WHAT YOU NEED TO DO -> Could you give the data that follows again exactly, without its pictures?

:: DATA IN THIS EXERCISE ::

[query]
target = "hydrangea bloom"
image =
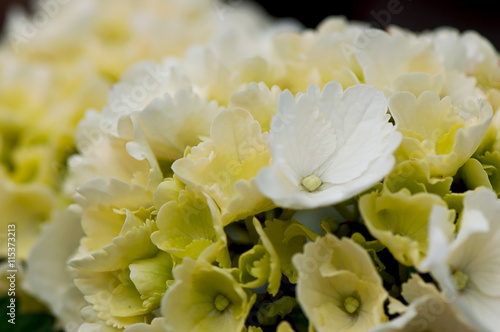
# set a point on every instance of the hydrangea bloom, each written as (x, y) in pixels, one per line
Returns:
(272, 179)
(466, 267)
(328, 146)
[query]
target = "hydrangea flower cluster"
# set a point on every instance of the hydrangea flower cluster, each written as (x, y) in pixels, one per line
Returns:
(263, 176)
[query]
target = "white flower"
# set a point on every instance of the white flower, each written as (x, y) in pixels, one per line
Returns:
(48, 277)
(328, 146)
(468, 267)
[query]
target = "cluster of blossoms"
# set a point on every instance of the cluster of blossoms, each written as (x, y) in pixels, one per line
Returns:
(260, 176)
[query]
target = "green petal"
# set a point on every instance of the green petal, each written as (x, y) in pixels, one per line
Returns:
(400, 221)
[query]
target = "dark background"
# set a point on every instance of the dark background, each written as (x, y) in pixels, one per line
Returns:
(416, 15)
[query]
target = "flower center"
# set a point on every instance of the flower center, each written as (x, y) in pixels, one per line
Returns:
(221, 302)
(311, 182)
(460, 279)
(351, 304)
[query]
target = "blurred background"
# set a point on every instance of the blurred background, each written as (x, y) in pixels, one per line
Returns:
(416, 15)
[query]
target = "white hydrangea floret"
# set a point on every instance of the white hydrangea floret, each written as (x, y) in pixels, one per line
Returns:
(328, 146)
(467, 267)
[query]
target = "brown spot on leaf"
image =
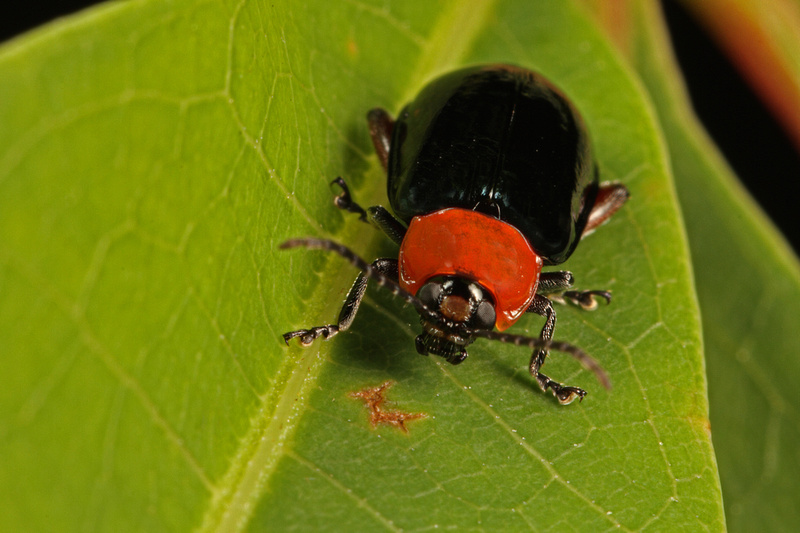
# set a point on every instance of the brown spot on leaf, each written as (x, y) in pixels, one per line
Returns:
(374, 398)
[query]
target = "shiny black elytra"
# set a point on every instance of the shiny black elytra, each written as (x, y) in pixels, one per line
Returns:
(490, 176)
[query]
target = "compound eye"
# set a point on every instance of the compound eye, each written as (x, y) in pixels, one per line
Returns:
(484, 316)
(431, 294)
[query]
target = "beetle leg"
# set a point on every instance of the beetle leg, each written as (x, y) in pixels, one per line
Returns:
(610, 197)
(344, 200)
(388, 267)
(565, 395)
(376, 215)
(554, 284)
(381, 218)
(380, 129)
(557, 281)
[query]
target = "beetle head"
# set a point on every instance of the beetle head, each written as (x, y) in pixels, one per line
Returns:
(461, 306)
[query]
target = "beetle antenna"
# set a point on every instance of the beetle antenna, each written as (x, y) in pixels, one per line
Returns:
(537, 344)
(373, 273)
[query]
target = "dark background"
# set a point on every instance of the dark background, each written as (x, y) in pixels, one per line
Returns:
(751, 140)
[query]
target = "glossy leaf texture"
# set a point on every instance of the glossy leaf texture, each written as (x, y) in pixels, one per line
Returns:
(154, 155)
(748, 285)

:::

THE ANSWER ->
[query]
target = "hydrangea bloom"
image =
# set a point on every instance of the hydrangea bloom, each written as (x, y) in pixels, one per line
Returns:
(272, 179)
(466, 267)
(328, 146)
[query]
target = "hydrangea flower cluster"
# set a point on every instance of the hydrangea flower cluster, each written as (x, y) in pixels, one per line
Returns:
(263, 176)
[query]
target = "white flower"
# set a point on every instance of the white flower, each written as (x, y) in pixels, one per line
Returns:
(48, 277)
(328, 146)
(468, 267)
[query]
target = "cluster of blossoms"
# set a point on every instance of the cluster of blossoms, each written as (x, y) in pixels, one per line
Returns:
(260, 176)
[query]
target = "green petal"
# set a point on every instance of the green petal, each written as (x, y) in pixels, one per line
Returns:
(400, 221)
[query]
target = "dark background"
# set a point on every instance of the dark background, each written as (x, y) in pixels, one per line
Returns:
(416, 15)
[query]
target = "flower center"
# set a point on every instance of the flower center, each written as (x, y) in pixels, one per line
Returns:
(221, 302)
(311, 182)
(460, 279)
(351, 304)
[query]
target = "blurred background"
# set a point on every instance of the blurred background, each written as (x, y) in pixels, one per line
Returns:
(416, 15)
[query]
target = "white hydrangea floret"
# set a point on every instance of the white hydrangea floret, each written as (x, y) in pixels, one per line
Returns:
(328, 146)
(467, 267)
[query]
target = "brown spot on leaf"
image =
# set a point on every instance of the brown spot on leaf, each written as (x, y) in pixels, one per line
Returns:
(374, 398)
[query]
target = "shiny black elytra"
# set a point on every instance of the shiny black elytra, each written as (x, y) in pixels, one per line
Returns:
(490, 176)
[query]
target = "compound eye"
# set a point on every instance of the compound eye, each written as (x, y) in pixels, one per line
Returns:
(484, 316)
(431, 294)
[query]
target = "beetle leg"
# set a point on every instance of the beetle leg, each written as (x, y) in pixels, one per line
Returns:
(610, 197)
(344, 200)
(388, 267)
(565, 395)
(376, 215)
(554, 284)
(381, 218)
(380, 129)
(557, 281)
[query]
target = "beetle head"
# set a point on every instance of the beetle head, each written as (x, y) in pixels, one per line
Returns:
(461, 306)
[query]
target = "beetle antenna"
# set a point on every instance of the beetle antenna, each written as (x, y) in pixels, one per line
Returns:
(537, 344)
(373, 273)
[query]
target = "dark background"
# set a point on every instance of the dark background, each written as (x, y) in pixels, one per line
Returns:
(751, 140)
[query]
target = "glossy leaf texture"
# set a point on every instance of the glossy leaf texture, each written as (x, y) in pixels, one per line
Returns:
(154, 155)
(748, 285)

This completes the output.